● SOURCE DOCUMENT
However, when testing on TestVariables, I got the StackOverflowError. Am I missing something here when extending DataAndControlFlowTagFactory? If possible, can you give some hints to solve the problem? Thank you.

java.lang.StackOverflowError
at edu.ntu.taint.BranchTaintRecorder.add(BranchTaintRecorder.java:17)
at java.lang.Integer.valueOf$$PHOSPHORTAGGED(Integer.java:830)
at java.lang.Integer.valueOf(Integer.java)
at edu.ntu.taint.BranchTaintRecorder.add(BranchTaintRecorder.java:20)
at java.lang.Integer.valueOf$$PHOSPHORTAGGED(Integer.java:830)
at java.lang.Integer.valueOf(Integer.java)
at edu.ntu.taint.BranchTaintRecorder.add(BranchTaintRecorder.java:20)
at java.lang.Integer.valueOf$$PHOSPHORTAGGED(Integer.java:830)
at java.lang.Integer.valueOf(Integer.java)
at edu.ntu.taint.BranchTaintRecorder.add(BranchTaintRecorder.java:20)
at java.lang.Integer.valueOf$$PHOSPHORTAGGED(Integer.java:830)
at java.lang.Integer.valueOf(Integer.java)
at edu.ntu.taint.BranchTaintRecorder.add(BranchTaintRecorder.java:20)
........

import edu.columbia.cs.psl.phosphor.runtime.Tainter;

public class TestVariables {

    public static void test(Pair p) {
        int tag1 = Tainter.getTaint(p);
        int tag2 = Tainter.getTaint(p.getH());
        int tag3 = Tainter.getTaint(p.getW());

        System.out.println((tag1 & 1) + " " + (tag1 & 2) + " " + (tag1 & 4));
        System.out.println((tag2 & 1) + " " + (tag2 & 2) + " " + (tag2 & 4));
        System.out.println((tag3 & 1) + " " + (tag3 & 2) + " " + (tag3 & 4));
    }

    public static void main(String[] args) {
        int x = Tainter.taintedInt(1, 1);
        int y = Tainter.taintedInt(1, 2);

        Pair p = new Pair(x, y);
        Tainter.taintedObject(p, 4);

        test(p);
    }

}

class Pair {

    private int h;
    private int w;

    public Pair(int h, int w) {
        this.h = h;
        this.w = w;
    }

    public int getH() {
        return h;
    }

    public void setH(int h) {
        this.h = h;
    }

    public int getW() {
        return w;
    }

    public void setW(int w) {
        this.w = w;
    }

}

from phosphor.

jon-bell commented on August 15, 2024

When you are doing any kind of instrumentation like this, it's vital that your runtime code (in this case, BranchTaintRecorder.add) does not call back into instrumented code, or else you'll see stack overflows like this. Remember that Phosphor is instrumenting the entire JRE API etc. - including java.lang.Integer (remember that in your code above the compiler changes setInt.add(int tag) to setInt.add(Integer.valueOf(int tag))), and HashSet.

● PROMPT 1
Reproduce the entries word for word, beginning at the line that contains "Point out the woman's pink" and continuing through the last entry.
The Phosphor thread and the entries that follow it come from unrelated sources.

● EXTRACTED DATA
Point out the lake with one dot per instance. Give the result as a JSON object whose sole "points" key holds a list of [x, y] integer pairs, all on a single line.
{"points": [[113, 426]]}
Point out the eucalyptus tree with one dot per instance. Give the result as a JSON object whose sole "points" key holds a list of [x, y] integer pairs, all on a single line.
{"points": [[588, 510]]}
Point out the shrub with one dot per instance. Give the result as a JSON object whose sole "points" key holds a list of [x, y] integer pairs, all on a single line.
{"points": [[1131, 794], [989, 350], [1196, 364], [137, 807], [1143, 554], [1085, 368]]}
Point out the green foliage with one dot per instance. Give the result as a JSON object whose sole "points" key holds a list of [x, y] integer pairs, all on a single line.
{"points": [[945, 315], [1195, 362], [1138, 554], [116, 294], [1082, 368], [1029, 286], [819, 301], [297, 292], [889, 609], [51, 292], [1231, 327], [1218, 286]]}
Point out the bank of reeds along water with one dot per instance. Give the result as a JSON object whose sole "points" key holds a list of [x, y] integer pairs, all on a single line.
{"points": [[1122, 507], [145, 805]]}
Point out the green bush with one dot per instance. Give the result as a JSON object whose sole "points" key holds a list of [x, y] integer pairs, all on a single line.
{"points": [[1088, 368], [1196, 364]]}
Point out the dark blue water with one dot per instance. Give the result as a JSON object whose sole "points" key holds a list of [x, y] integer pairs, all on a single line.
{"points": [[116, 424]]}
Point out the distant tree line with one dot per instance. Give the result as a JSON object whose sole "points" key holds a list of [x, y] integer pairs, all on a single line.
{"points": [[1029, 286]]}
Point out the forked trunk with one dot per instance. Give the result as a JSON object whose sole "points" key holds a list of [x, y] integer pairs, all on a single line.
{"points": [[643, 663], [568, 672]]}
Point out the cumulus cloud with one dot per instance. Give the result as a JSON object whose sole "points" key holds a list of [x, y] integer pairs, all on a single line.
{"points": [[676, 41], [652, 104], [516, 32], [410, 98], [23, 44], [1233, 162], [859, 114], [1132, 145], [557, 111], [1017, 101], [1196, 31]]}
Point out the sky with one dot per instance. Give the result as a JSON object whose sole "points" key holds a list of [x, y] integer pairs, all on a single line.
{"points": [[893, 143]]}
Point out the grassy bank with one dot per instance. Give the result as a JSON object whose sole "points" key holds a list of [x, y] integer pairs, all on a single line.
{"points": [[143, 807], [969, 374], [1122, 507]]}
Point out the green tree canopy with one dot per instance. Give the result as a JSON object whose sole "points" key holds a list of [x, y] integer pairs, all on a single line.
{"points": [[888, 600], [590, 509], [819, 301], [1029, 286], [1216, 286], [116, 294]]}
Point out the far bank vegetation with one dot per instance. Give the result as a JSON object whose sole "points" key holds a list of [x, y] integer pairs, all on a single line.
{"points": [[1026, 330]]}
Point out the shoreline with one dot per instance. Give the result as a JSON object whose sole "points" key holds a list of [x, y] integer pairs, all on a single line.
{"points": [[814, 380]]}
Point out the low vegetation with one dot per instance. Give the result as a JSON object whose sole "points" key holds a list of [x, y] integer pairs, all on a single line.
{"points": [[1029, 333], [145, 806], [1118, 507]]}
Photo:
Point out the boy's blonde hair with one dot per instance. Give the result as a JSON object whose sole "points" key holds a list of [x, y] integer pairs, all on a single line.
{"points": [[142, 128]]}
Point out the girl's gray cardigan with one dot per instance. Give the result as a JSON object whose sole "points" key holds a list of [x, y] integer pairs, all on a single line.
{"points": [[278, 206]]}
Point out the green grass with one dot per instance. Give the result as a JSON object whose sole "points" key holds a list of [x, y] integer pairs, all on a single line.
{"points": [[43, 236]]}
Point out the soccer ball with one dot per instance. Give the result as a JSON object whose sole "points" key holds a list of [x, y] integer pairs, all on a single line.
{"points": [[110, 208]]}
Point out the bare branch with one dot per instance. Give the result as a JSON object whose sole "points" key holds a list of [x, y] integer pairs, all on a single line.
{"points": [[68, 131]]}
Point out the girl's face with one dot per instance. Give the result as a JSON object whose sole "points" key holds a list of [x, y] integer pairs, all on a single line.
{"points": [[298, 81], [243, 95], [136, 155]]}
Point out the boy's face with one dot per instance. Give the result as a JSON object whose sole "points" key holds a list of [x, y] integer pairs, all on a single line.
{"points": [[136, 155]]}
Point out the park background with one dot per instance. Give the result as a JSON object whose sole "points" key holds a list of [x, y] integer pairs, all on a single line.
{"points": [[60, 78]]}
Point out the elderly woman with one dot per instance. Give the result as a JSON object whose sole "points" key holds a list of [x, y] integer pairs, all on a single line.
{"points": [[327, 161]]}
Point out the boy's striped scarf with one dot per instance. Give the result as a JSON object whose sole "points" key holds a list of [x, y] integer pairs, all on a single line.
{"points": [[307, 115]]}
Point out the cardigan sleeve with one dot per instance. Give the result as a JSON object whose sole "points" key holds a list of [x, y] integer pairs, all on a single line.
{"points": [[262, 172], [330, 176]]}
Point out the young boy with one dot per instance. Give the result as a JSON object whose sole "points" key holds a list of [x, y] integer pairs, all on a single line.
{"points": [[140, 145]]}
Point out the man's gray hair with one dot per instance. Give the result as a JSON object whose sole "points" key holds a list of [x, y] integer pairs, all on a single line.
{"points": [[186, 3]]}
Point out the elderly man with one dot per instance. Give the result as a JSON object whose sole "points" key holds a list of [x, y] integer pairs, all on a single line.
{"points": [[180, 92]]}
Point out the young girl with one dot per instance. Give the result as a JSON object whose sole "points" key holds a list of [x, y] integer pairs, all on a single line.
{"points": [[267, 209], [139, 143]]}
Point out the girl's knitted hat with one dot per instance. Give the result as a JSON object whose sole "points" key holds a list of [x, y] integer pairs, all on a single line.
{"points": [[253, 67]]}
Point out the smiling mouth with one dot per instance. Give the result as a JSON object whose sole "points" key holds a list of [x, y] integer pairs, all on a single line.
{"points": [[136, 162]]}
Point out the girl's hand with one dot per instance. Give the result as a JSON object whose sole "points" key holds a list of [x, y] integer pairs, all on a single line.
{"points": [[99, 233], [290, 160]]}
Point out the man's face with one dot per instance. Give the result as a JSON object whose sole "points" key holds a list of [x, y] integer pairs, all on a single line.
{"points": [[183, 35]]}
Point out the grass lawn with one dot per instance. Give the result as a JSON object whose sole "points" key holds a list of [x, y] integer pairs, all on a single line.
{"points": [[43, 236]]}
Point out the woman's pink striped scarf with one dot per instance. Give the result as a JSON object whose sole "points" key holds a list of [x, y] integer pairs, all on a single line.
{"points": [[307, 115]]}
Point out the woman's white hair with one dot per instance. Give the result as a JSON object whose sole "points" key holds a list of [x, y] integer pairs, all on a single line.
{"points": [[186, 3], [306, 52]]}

● PROMPT 2
Continue the Phosphor forum thread from its final sentence.

● EXERCISE RESPONSE 1
Point out the woman's pink striped scarf with one dot per instance. Give the result as a JSON object whose sole "points" key holds a list of [x, y] integer pairs, all on a single line.
{"points": [[307, 115]]}
Point out the woman's white hair with one dot per instance. Give the result as a JSON object whose sole "points" key holds a list of [x, y] integer pairs, all on a single line.
{"points": [[186, 3], [306, 52]]}

● EXERCISE RESPONSE 2
Do you need it to be a hashset? Would a linked list suffice? If so, you can use edu.columbia.cs.psl.phosphor.struct.LinkedList<T> - and for storing the int tags, create your own wrapper class (i.e. a class that has just 1 primitive field, which stores the int as below)

class WrappedInt{
    public int v;
}

Or, if you really only care about the 31 distinct markers (and not what combination they were encountered in) then for this case, it's probably fastest and easiest just to use a single bit string to store which tags were encountered, like this:

private static int setInts;
public void add(int tag)
{
    setInts |= tag;
}

from phosphor.

chenbihuan commented on August 15, 2024

Thanks for your patience and help, Jon.

I use edu.columbia.cs.psl.phosphor.struct.LinkedList<T> and create a wrapper class for int. Now the stack overflow exception is gone. After running the following test, it seems that the originally-popped taint tags are not actually stored by BranchTaintRecorder.add. Do you have any clues? My extended taint analysis is attached (taint.zip) including the source code.

public class Test {

    public static void main(String[] args) {
        int x = Tainter.taintedInt(1, 1);

        if (x > 0) {
            int tag = Tainter.getTaint(x);
            assert((tag & 1) == 1);
        }

        assert(BranchTaintRecorder.getBranchTaint() == null);
    }

}

Meanwhile, now it needs much more time than just popping those tags. Is this normal?

BTW, is it possible to get the corresponding source line number of those jump bytecodes?

from phosphor.

jon-bell commented on August 15, 2024

Heh... There are some optimizations that will avoid loading taint tags onto the stack when we know that they are going to be popped right away (e.g. for if(x>0)). We disable this optimization when doing implicit flow tracking, but it doesn't get disabled for you.

You can look at the generated code by using javap -private -verbose instrumented/Test.class:

        13: invokestatic  #83                 // Method edu/columbia/cs/psl/phosphor/runtime/Tainter.taintedInt$$PHOSPHORTAGGED:(IIIILedu/columbia/cs/psl/phosphor/struct/TaintedIntWithIntTag;)Ledu/columbia/cs/psl/phosphor/struct/TaintedIntWithIntTag;
        16: dup           
        17: getfield      #84                 // Field edu/columbia/cs/psl/phosphor/struct/TaintedIntWithIntTag.taint:I
        20: swap          
        21: getfield      #86                 // Field edu/columbia/cs/psl/phosphor/struct/TaintedIntWithIntTag.val:I
        24: istore_2      
        25: istore_3      
        26: iload_2       
        27: ifle          99

But it is applied at many other branches. I just added the instrument-time option disableJumpOptimizations to turn this optimization off. That should solve your problem.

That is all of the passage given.